▶ **Stored records**
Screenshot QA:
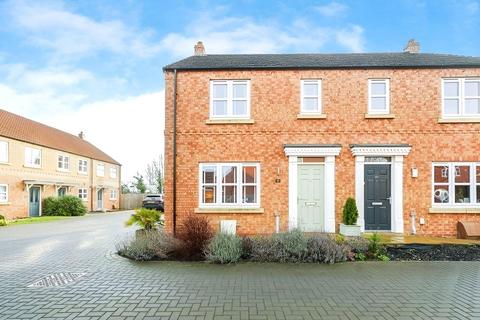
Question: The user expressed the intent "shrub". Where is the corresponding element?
[179,215,213,260]
[116,229,181,261]
[343,197,358,225]
[205,233,243,264]
[42,196,87,216]
[125,208,160,230]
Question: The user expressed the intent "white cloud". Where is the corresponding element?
[315,1,348,18]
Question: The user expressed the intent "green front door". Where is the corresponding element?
[297,164,325,232]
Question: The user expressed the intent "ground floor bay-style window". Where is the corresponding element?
[432,162,480,207]
[199,163,260,207]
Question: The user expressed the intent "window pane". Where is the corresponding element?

▶ **Job**
Transcribe every item above word for word, leaving the pictures out of your answer.

▶ **Written response**
Screenshot QA:
Question: The user expressed the intent "shrub". Where is the corresponding element?
[179,215,213,260]
[116,229,181,261]
[343,197,358,225]
[205,233,243,264]
[42,196,87,216]
[125,208,160,230]
Question: The user expressed the intent "white cloud". Where is the corresponding element?
[315,1,348,18]
Question: The user expressed the intent "green front door". Where is the corresponding element?
[297,164,325,232]
Question: The user expressed the intent "ground floor bay-style window". Where is the corresponding element?
[432,162,480,207]
[199,163,260,207]
Question: The user expressed the intent "window pane". Where is the corresponding element?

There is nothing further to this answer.